- ENTRIES SUPPLIED -
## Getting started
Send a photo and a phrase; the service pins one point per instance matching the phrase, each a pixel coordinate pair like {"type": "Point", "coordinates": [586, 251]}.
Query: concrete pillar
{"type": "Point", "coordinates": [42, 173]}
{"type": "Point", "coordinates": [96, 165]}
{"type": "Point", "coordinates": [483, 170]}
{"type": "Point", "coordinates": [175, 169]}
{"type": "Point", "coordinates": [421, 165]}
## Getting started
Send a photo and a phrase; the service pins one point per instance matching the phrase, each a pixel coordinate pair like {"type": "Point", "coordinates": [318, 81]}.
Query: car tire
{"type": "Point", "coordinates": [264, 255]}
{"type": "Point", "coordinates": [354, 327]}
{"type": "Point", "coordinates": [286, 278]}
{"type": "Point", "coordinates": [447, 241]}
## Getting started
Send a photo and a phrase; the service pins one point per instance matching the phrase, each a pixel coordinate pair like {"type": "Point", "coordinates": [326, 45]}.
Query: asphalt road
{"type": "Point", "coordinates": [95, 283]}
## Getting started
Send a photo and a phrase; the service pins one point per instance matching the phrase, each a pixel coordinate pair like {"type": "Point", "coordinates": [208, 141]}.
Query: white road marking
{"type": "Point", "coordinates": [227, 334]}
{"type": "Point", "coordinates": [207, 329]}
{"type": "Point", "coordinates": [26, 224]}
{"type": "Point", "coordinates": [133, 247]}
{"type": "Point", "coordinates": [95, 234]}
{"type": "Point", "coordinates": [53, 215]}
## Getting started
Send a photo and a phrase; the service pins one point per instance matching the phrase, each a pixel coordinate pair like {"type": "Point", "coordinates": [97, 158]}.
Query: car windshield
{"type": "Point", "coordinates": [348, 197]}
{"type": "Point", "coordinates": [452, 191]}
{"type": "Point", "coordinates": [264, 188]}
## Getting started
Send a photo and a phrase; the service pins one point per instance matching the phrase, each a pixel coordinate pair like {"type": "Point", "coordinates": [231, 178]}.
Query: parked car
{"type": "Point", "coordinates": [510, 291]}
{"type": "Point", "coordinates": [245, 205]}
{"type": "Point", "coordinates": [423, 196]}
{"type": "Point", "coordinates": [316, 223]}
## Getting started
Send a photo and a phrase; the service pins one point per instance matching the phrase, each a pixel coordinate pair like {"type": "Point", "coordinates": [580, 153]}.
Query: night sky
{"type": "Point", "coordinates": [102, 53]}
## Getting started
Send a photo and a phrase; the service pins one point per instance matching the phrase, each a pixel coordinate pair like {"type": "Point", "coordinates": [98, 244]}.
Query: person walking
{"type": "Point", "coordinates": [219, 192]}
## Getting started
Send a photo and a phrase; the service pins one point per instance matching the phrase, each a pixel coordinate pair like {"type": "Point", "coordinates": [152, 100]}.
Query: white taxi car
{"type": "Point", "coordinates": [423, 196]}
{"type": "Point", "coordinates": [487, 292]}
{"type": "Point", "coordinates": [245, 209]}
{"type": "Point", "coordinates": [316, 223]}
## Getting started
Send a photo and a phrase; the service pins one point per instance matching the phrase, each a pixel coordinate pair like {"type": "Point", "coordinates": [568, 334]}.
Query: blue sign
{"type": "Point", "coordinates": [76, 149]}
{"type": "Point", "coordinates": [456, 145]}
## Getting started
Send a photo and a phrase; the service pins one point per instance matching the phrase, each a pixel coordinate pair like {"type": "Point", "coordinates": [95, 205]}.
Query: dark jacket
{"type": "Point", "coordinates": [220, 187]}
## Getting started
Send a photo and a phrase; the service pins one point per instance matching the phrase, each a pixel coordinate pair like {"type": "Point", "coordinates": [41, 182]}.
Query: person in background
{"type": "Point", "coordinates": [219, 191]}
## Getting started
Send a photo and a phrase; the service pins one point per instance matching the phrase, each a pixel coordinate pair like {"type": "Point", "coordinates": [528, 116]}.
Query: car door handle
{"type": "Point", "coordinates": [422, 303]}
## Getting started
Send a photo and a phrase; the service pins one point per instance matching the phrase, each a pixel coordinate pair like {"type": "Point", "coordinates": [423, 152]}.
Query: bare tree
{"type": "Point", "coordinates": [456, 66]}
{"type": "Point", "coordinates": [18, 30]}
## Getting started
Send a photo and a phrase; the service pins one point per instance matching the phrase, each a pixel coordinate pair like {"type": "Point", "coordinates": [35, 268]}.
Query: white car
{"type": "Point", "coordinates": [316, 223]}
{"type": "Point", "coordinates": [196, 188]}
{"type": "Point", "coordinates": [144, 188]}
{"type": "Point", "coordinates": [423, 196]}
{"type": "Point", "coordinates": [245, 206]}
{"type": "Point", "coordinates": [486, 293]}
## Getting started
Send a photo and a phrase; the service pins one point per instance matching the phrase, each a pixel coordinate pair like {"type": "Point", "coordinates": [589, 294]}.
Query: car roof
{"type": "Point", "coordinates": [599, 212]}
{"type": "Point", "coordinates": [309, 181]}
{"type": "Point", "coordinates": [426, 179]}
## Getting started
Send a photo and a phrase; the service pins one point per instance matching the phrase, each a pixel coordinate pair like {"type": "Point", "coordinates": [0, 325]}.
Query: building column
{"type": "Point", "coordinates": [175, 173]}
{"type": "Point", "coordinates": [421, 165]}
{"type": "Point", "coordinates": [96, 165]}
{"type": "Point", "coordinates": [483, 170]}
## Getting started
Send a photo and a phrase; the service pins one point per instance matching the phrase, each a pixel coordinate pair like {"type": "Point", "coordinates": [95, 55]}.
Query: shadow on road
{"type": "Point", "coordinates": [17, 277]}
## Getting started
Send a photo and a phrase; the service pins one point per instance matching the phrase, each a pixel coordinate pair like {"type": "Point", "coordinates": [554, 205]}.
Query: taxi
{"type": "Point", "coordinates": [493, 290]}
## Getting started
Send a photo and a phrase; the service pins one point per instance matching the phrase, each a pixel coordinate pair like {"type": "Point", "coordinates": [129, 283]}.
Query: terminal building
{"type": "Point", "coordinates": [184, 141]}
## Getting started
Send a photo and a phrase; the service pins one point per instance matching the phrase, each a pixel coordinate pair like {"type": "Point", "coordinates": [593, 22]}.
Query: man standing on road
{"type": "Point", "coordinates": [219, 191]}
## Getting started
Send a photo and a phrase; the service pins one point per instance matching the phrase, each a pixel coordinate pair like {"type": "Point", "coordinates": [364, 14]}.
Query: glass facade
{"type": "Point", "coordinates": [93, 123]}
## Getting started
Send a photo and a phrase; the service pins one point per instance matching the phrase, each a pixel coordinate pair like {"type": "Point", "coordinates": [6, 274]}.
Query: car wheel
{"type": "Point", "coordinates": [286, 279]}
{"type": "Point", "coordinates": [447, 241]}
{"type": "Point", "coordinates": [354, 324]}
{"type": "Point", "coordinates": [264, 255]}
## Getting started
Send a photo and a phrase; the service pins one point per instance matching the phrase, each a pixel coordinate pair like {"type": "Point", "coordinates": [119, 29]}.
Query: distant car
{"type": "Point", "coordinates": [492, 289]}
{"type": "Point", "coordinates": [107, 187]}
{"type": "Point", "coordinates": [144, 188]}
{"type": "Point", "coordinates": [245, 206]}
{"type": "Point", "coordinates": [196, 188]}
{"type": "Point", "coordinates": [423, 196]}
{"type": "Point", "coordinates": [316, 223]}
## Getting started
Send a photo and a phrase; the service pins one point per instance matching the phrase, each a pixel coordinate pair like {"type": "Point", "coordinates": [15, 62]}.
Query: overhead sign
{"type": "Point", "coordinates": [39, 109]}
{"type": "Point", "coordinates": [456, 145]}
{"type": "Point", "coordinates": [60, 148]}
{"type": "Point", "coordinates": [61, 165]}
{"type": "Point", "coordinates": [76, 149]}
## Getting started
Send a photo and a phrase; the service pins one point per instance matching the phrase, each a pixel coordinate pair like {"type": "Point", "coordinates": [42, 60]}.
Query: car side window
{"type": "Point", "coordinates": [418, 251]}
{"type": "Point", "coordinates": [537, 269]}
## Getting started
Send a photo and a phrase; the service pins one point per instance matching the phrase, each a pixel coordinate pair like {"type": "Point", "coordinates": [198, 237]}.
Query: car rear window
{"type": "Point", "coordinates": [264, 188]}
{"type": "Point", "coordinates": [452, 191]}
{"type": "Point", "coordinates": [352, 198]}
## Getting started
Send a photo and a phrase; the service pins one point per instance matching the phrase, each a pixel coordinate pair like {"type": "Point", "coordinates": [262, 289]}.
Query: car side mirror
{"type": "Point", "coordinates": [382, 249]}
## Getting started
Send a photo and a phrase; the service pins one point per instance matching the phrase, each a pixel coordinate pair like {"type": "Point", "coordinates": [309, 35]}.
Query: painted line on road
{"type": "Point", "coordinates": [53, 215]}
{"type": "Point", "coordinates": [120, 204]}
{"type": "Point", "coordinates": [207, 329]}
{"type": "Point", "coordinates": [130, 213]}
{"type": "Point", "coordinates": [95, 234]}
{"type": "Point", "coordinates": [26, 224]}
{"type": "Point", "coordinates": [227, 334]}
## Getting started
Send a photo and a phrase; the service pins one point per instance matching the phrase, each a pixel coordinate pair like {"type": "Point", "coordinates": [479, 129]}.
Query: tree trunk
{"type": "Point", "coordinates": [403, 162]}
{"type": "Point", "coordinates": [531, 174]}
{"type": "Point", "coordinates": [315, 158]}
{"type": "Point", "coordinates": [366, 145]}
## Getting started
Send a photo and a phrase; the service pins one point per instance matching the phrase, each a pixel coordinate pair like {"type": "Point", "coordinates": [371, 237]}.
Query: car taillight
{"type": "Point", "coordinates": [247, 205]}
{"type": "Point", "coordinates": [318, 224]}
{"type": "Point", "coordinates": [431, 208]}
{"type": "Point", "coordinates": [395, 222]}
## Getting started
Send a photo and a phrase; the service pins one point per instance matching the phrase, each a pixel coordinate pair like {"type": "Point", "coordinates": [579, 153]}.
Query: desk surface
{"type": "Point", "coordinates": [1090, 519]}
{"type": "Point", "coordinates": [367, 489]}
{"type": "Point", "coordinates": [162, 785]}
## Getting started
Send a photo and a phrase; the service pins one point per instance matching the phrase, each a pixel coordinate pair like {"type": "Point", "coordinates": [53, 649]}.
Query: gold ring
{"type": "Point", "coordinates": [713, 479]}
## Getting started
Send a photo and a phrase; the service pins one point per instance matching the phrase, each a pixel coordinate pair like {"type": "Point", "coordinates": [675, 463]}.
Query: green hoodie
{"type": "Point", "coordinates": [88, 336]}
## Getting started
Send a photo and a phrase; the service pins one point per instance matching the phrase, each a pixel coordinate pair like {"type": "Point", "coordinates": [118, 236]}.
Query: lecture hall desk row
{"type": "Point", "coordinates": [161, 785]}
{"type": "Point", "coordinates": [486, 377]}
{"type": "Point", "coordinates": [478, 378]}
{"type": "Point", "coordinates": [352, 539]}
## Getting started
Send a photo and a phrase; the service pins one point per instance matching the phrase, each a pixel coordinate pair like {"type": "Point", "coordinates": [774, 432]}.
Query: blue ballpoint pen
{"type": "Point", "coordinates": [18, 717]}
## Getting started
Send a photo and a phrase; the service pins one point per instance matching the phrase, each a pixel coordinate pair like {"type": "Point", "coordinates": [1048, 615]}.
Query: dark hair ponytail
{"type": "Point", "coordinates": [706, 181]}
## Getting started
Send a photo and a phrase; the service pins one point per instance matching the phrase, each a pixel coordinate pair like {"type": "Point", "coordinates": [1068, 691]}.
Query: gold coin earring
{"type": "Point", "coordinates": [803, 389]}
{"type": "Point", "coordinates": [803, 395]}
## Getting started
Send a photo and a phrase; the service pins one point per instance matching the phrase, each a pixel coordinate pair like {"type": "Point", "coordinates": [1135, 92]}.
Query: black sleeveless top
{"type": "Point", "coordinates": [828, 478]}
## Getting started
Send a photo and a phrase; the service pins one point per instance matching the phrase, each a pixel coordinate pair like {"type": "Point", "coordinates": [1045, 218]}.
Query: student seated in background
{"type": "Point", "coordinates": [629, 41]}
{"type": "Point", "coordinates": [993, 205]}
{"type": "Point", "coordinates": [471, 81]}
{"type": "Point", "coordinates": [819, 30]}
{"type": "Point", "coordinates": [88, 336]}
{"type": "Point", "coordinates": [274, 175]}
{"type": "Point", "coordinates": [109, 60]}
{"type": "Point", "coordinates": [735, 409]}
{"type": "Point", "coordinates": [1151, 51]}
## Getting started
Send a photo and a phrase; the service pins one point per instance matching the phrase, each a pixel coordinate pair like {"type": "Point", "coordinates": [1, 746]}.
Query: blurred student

- WHAT IS ASKED -
Show every line of the rows above that contains the word "sign", copying each line in full. Case counts.

- EXERCISE ANSWER -
Query: blue sign
Query: overhead sign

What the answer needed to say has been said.